(PASSAGE FOR REVIEW begins)

The Foreign Service Institute (FSI) conducted a 7-day Course on Science Diplomacy from 16 to 24 February 2021 as a synchronous online course using Zoom. In this introductory course, FSI welcomed 33 course participants, five (5) of them were from the Philippine Space Agency and the rest from various Philippine Foreign Service Posts and the Department of Foreign Affairs’ (DFA’s) Consular Offices and the Home Office.
The Course was designed to introduce the unique roles and interrelatedness of science and diplomacy and their link to advancing Philippine national priorities and achieving global scientific development efforts. The Course elaborated on key successes and learnings drawn from both diplomats and scientists in doing inter-agency policy work as Philippine delegates in negotiations and/or defended Philippine positions in related issues in science, technology, and innovation at the multilateral level.
It gathered experts–both scientists and diplomats–who shared their in-depth experiences and perspectives on a number of transborder issues, such as marine biodiversity, climate crisis, global health pandemic, space science, and nuclear science. Panel presenters included Acting Assistant Secretary Jesusa Susana V. Paez of the DFA’s Office of the Undersecretary for Multilateral Affairs and International Economic Relations (OUMAIER) and Assistant Secretary Dr. Leah J. Buendia of the Department of Science and Technology’s International Cooperation. They discussed the basic definition and three-part framework of Science Diplomacy: diplomacy for science, science for diplomacy, and science in diplomacy.

(PASSAGE FOR REVIEW ends)

PROBLEMS TO SOLVE.
A. In the account of the Foreign Service Institute's science diplomacy course, what three-part framework of Science Diplomacy did the panel presenters discuss?
B. Carry on the account of the Foreign Service Institute's science diplomacy course from its final sentence.

(RECORDED INFORMATION begins)

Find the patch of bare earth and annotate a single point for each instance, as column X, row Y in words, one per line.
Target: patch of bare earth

(RECORDED INFORMATION ends)

OUTPUTS FOR THE TASKS.
A. Diplomacy for science, science for diplomacy, and science in diplomacy.

B.
The closing panel included Charge d’Affaires Deena Joy D. Amatong of the Philippines’ Permanent Mission at the International Atomic Energy Agency (IAEA) in Vienna, Austria. She highlighted the peaceful use of nuclear energy and how diplomats work to seek more opportunities for the capacity building of Filipino scientists. Dr. Carlo A. Arcilla, Director of the Philippine Nuclear Research Institute (PNRI) and a balik-scientist program advocate, amplified the peaceful use of nuclear energy by discussing PNRI’s projects, such as cancer diagnosis through nuclear medicine and innovative nuclear applications in agriculture.
Both DFA and DOST representatives reaffirmed their commitment to continue engaging and strengthening their partnership in science, technology, and innovation (STI) through enhanced bilateral and multilateral collaboration.
Dr. Marichu C. Liwanag, the head of FSI’s Carlos P. Romulo School of Diplomacy, also confirmed the Institute’s contribution to continually provide platforms to create meaningful dialogues among scientists and diplomats, facilitate learning opportunities, and further strengthen such collaborative work for peace and development goals of the Philippines.